* Source document
-*-

Apple and Tesla Are Bubble Stocks

No Rate Hikes For A Long Time

In an analysis of the Fed’s decision to delay setting targets and not control the yield curve, it's notable that the Fed doesn’t need to convince people rates will be lower for longer. Fed has now convinced everyone that rates won’t be raised for the next few years. 

That’s why tech stocks have done so well and banks have done so poorly. It’s critical to understand what’s priced in. Don’t act as if it’s a big deal that the Fed won’t raise rates for a few years. That’s already known. Buying tech and selling financials based on that is foolish. Everyone knows the Fed is as dovish as it can get.  

As you can see from the top table above, every single analyst thinks the Fed won’t raise rates from the July meeting which just passed to Q4 2022. That’s no rate hikes for the next 1.5 years. Amazingly, all 17 analysts think the Fed will hike rates in 2024. That’s a very long time from now. 

If the government passes a stimulus, the economy could get back to normal in early 2022. If it doesn’t, some say it could take years to rebound. The economy recovered quickly in the first few months after the bottom, but now the recovery has slowed. 

If COVID-19 is completely gone by early to mid-2021, there will still be long term impacts on the economy because of the permanent job losses and small business closures.

Fund Managers Love Tech

Investors love technology stocks like they did in the late 1990s. As you can see from the chart below, a net 40% are overweight tech which is the highest by far. Consumer discretionary is at about net 25% (up 16 points from last month), which is because of Amazon. The internet giant is about half of the sector. On the other side, energy and utilities are hated the most as they are about -20%. It’s a unique situation for rates to be very low while utilities are under-owned.

It seems like there is a new sector that gets a turn being loved when rates are low. First the staples were loved in 2016, then the utilities were loved last year and early this year, and now tech is loved. It was weird for there to be a bubble in Campbell Soup in 2016 because it’s such a boring company. The stock got so expensive that it’s still down 21.7% from its peak 4 years ago. 

We will likely see the same situation for Clorox now. I think Clorox will provide negative returns for the next 5 years because it’s so expensive. Clorox currently has a 30.8 PE multiple and has temporarily boosted earnings because of COVID-19.

Tesla Is A Huge Bubble

We have seen so much speculation in Tesla stock that a company with the same name even saw its stock spike. It's not Nikola, but rather Tesla Exploration seen in the chart below. This is a shell company with no sales since 2016. This stock isn’t even available on Robinhood. It must be retail speculators on other platforms buying the stock. 

Most professionals can’t invest in penny stocks with market caps below $50 million. The stock went from 17 cents on August 5th to $1.15 on August 19th. In the following 2 days, it fell 58.3% down to 48 cents. And the stock likely will be delisted or get a name change to avoid confusion. This is similar to the rally in a Zoom offshoot that had no relation to the Zoom used for teleconferencing.

-*-

* Work to complete
1. According to the article, how far did Tesla Exploration's stock fall in the 2 days after August 19th?
2. Turn the paragraph of the article that begins "Investors love technology stocks" into a short bulleted list that keeps its main facts.
3. In the article, change the passage that starts at the words "If COVID-19 is" and stops after "small business closures." by replacing "permanent job losses" with "lasting job losses".

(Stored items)
-*-

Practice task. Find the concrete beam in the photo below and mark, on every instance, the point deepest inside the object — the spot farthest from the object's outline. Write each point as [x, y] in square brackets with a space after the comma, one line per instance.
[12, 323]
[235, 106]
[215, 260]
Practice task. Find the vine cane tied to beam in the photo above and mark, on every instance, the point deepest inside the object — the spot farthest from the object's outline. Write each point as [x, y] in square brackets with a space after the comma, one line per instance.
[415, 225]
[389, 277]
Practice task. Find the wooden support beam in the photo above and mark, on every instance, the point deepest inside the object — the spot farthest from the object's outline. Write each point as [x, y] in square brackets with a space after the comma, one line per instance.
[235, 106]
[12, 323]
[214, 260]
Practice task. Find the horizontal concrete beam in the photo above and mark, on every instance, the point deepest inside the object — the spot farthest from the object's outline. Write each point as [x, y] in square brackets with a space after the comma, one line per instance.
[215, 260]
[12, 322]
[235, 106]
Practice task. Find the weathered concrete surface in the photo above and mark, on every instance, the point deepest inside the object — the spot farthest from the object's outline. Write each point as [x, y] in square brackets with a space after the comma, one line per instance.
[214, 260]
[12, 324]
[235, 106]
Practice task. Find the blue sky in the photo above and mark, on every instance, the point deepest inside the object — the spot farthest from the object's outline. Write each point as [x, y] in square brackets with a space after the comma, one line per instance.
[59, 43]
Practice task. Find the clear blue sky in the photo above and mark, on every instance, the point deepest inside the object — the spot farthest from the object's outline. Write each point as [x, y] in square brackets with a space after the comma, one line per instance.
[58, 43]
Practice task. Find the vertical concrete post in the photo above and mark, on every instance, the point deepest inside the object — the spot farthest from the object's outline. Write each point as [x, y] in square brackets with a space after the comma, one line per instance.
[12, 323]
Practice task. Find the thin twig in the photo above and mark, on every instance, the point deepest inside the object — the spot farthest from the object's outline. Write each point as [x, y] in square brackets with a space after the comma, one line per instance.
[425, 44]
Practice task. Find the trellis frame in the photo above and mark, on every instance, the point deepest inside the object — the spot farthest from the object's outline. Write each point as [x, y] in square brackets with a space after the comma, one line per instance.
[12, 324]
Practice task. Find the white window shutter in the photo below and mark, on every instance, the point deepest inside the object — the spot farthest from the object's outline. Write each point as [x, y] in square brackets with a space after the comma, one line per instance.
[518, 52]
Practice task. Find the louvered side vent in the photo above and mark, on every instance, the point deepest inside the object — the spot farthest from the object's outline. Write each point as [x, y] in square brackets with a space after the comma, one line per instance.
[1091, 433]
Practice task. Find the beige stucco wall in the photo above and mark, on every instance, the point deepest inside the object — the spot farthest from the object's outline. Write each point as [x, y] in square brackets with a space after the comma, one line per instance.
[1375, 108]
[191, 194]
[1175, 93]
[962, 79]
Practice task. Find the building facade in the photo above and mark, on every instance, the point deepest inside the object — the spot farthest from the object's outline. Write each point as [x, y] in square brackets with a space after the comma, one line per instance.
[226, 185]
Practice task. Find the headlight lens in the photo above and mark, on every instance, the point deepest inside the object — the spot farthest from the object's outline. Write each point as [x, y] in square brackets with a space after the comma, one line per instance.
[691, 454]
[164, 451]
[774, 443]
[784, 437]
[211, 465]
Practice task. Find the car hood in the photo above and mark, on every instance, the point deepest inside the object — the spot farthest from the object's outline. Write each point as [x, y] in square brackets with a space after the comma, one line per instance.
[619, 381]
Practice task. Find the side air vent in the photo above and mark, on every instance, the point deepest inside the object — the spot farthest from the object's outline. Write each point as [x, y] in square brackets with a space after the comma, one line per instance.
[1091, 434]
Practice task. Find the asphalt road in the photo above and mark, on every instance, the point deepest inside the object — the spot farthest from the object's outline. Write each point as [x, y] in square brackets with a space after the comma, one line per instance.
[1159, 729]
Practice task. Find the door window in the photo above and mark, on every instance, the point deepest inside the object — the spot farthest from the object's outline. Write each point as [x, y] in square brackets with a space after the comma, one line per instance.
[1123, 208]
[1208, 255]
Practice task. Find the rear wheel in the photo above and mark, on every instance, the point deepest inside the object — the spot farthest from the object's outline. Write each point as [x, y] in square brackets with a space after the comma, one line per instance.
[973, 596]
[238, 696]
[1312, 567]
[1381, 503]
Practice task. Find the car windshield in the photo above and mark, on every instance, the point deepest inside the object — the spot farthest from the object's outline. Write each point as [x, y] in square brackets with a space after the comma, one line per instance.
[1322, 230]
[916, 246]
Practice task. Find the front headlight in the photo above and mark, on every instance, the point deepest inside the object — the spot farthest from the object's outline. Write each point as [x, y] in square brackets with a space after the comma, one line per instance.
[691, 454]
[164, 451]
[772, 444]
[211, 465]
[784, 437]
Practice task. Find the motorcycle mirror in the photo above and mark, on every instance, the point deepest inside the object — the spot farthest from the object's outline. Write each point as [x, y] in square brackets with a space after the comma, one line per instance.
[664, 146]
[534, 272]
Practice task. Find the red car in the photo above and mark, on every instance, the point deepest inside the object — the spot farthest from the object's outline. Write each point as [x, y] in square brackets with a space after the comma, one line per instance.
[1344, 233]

-*-

* Outputs by task
1. It fell 58.3%, down to 48 cents.

2.
- Investors love technology stocks as they did in the late 1990s.
- A net 40% are overweight tech, the highest by far.
- Consumer discretionary is at about net 25%, up 16 points from last month, because of Amazon, which makes up about half of the sector.
- Energy and utilities are the most hated, at about -20%.
- Utilities being under-owned while rates are very low is a unique situation.

3.
If COVID-19 is completely gone by early to mid-2021, there will still be long term impacts on the economy because of the lasting job losses and small business closures.